• EXERCISE INPUT
____________________

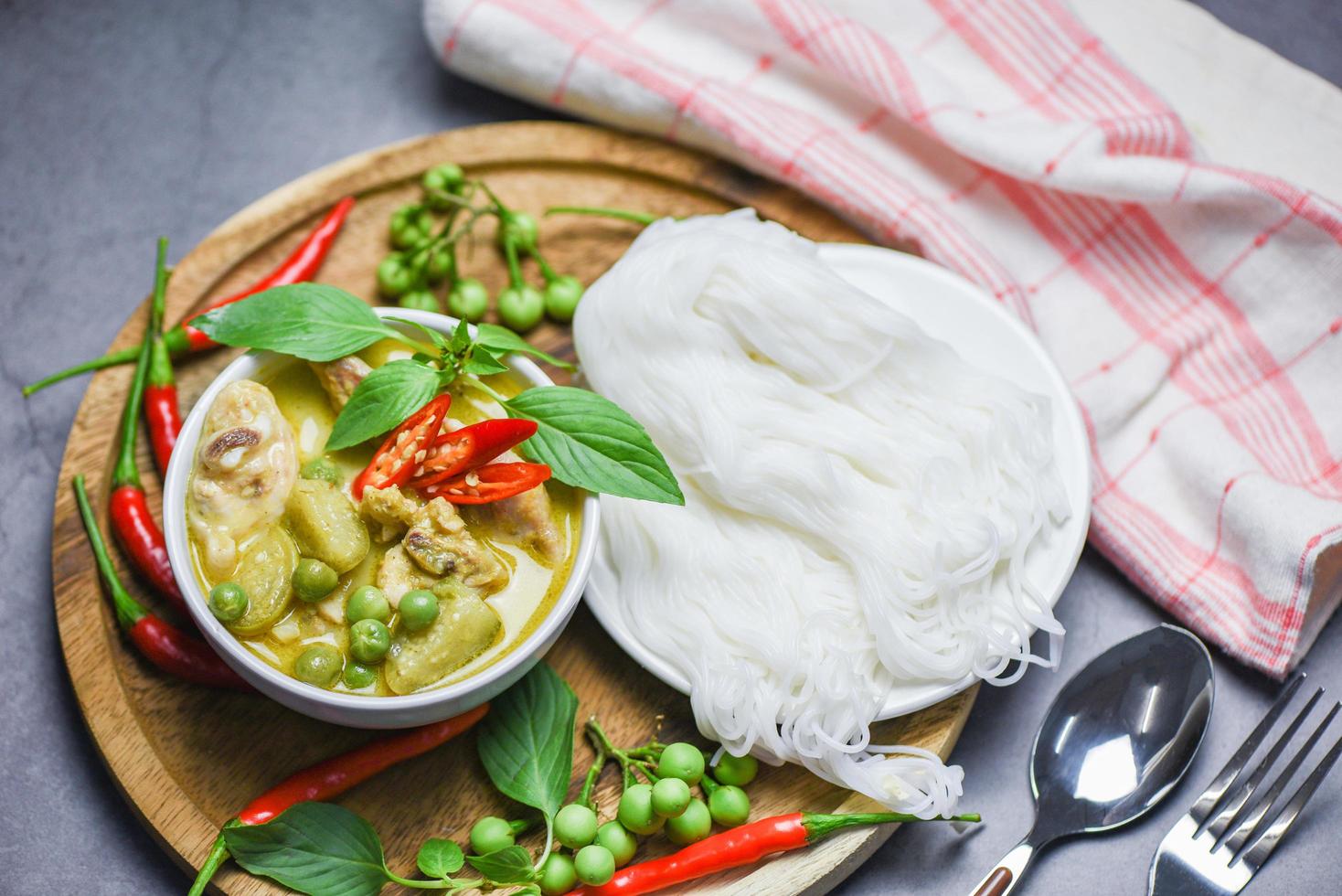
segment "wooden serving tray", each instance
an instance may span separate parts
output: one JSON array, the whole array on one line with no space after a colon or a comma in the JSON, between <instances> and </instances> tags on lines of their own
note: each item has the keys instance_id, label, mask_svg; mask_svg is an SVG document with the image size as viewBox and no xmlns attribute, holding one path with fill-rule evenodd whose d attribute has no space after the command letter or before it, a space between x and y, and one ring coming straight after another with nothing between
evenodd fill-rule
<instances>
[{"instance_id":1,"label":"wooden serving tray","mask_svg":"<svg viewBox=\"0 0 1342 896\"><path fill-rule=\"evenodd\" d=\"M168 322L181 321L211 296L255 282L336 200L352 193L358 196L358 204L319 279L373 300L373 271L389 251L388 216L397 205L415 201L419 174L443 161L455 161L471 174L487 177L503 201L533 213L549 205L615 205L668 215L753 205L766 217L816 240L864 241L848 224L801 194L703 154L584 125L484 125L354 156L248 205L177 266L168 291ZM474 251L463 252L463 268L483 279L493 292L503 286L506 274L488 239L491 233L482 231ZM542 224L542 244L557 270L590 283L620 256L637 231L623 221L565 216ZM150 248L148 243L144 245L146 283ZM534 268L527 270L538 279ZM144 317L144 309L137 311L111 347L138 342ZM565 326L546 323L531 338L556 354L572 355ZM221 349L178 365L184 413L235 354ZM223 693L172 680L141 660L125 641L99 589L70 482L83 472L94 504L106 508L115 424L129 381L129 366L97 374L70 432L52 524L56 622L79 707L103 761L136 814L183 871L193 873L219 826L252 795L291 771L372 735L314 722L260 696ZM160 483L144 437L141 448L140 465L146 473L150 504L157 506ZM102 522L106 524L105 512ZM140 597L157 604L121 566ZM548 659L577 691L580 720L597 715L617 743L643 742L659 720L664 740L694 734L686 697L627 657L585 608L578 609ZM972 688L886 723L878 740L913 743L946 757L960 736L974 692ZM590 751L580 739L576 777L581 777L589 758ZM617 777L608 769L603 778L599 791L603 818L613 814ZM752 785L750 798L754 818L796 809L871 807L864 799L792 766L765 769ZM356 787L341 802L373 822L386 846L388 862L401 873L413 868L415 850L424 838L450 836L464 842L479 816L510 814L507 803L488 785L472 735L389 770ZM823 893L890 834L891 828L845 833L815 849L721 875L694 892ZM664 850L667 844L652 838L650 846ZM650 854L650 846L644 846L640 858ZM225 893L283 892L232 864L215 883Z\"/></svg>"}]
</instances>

____________________

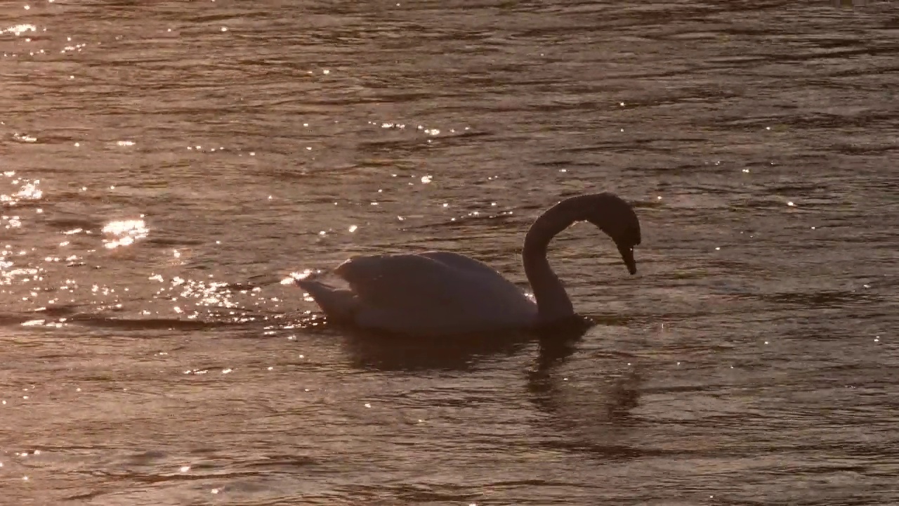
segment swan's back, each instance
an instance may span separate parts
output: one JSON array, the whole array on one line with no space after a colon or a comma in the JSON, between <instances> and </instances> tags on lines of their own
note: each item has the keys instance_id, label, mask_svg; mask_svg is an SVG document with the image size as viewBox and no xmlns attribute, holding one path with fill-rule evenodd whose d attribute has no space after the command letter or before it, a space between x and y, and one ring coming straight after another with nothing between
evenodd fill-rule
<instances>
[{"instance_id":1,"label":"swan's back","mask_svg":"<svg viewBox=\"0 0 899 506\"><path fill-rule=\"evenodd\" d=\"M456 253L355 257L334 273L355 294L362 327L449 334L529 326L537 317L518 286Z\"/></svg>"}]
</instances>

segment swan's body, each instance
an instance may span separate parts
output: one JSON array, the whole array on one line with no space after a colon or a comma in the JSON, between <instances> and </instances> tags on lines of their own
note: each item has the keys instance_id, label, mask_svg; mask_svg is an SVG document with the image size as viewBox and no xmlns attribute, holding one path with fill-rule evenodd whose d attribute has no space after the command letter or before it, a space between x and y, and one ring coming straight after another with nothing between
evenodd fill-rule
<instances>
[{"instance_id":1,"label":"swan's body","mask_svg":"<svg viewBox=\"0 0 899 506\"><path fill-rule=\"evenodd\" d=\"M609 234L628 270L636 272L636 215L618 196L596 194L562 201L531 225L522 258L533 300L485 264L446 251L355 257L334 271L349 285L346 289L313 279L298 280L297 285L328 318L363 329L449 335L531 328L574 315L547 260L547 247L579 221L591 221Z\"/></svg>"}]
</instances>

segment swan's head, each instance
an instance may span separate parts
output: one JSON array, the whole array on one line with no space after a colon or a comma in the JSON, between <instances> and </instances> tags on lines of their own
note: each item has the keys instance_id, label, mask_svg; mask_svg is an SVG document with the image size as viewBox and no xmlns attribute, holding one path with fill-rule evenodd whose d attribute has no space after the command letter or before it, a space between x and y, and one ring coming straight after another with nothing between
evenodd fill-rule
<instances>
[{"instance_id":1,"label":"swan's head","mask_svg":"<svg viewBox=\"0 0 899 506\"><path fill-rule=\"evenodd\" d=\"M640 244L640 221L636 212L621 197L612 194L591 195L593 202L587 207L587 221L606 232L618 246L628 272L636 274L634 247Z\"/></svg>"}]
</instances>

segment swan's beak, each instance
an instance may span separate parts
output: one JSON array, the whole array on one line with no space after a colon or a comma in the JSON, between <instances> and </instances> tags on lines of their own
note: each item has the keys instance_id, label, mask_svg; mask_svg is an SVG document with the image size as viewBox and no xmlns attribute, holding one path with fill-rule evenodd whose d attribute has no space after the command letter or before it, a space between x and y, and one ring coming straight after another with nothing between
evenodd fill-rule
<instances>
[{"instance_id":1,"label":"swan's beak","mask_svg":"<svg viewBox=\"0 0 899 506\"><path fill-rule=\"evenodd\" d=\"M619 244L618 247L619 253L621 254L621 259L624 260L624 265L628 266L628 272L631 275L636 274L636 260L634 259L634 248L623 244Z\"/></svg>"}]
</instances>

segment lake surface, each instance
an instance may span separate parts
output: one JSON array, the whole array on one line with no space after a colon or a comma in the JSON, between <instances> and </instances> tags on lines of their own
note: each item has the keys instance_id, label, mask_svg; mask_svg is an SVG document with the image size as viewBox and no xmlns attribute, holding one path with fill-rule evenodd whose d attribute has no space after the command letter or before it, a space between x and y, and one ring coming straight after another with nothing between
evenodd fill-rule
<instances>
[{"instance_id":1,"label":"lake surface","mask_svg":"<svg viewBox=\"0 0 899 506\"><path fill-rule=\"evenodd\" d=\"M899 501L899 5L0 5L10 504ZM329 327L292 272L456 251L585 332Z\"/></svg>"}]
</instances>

____________________

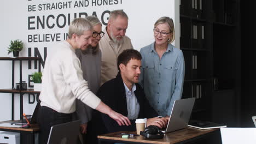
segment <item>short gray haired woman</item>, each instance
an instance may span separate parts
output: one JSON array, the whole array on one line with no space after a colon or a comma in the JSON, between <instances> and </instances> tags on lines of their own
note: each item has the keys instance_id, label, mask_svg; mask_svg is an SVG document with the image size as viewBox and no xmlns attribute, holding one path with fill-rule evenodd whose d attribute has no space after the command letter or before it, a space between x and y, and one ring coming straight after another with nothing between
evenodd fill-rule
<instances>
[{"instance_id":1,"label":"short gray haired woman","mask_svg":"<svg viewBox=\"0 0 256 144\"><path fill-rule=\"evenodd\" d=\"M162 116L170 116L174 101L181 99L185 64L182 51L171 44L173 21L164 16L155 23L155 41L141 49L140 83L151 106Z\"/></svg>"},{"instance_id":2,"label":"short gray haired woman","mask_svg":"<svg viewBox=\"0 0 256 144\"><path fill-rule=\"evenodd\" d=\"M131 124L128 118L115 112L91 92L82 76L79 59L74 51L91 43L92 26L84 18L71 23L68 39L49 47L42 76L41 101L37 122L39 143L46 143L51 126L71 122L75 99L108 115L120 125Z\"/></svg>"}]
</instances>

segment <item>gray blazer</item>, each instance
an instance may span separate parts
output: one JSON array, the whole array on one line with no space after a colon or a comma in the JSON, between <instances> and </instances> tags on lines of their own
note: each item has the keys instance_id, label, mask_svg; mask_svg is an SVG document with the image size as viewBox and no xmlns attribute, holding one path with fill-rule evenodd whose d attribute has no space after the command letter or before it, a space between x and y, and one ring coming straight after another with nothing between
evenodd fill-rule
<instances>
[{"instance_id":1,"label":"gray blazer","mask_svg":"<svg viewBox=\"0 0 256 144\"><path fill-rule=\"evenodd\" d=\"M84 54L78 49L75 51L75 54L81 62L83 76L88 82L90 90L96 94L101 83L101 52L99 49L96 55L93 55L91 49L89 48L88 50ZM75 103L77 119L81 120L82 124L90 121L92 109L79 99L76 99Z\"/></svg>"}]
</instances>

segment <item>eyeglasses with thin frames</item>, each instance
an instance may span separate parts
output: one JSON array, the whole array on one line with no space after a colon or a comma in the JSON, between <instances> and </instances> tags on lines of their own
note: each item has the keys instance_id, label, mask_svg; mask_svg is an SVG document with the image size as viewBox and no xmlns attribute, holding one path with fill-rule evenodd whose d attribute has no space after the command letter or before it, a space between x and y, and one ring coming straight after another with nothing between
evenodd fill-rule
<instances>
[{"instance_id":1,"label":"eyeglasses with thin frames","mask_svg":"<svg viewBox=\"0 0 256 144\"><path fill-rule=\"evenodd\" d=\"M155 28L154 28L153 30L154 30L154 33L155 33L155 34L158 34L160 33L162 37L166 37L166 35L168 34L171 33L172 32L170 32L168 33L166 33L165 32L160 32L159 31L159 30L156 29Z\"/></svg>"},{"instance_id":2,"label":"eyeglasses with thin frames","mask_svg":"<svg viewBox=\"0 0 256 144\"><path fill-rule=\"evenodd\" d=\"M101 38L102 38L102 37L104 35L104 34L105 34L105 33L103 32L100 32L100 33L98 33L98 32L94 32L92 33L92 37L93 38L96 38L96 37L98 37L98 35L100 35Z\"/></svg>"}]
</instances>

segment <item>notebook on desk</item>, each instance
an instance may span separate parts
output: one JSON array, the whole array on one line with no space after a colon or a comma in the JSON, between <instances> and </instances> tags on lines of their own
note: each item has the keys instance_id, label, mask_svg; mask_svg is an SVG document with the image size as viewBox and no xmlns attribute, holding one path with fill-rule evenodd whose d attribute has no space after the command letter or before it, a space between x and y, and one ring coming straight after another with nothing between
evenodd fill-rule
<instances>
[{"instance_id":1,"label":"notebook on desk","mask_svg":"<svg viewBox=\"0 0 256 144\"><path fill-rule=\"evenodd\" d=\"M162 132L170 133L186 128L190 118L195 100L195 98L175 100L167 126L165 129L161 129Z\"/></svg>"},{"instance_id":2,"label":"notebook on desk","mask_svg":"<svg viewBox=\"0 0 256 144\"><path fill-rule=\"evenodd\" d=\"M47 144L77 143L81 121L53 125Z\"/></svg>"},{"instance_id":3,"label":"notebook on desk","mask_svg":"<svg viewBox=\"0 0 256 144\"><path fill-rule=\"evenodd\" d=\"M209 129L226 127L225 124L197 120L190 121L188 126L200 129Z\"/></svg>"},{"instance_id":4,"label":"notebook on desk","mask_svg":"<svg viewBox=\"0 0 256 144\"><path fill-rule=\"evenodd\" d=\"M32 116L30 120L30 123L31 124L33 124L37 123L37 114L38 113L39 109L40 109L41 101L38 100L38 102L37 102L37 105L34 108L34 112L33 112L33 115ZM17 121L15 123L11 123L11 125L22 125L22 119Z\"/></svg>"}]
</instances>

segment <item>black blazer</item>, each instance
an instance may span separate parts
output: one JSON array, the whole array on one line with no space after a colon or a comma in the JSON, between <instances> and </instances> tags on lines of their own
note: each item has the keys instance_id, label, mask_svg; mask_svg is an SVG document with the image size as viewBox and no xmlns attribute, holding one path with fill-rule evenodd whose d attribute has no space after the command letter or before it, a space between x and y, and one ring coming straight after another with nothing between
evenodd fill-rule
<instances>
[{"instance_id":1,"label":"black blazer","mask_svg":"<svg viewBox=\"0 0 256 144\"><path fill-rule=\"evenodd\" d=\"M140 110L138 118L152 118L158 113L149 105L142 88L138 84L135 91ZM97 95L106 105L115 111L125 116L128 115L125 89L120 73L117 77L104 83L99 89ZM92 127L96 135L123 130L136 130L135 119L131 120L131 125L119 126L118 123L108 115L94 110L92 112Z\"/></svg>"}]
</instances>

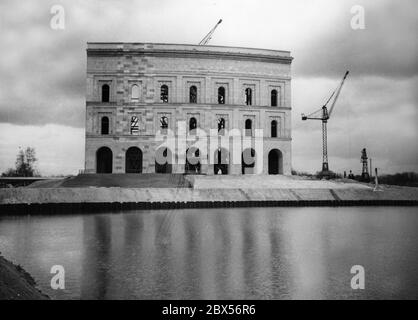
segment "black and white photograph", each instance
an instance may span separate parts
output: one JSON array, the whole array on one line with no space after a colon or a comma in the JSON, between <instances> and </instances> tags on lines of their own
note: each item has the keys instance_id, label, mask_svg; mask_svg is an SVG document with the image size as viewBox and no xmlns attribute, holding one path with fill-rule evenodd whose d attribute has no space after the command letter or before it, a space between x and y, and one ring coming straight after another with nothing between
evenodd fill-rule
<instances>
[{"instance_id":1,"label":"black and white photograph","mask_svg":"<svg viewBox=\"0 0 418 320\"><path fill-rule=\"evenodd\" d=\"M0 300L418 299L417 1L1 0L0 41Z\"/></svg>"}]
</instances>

____________________

• REQUIREMENT
How many lines in the rows above contain the string "surface"? Case counts, so reply with that number alone.

• COMPLETE OUTPUT
2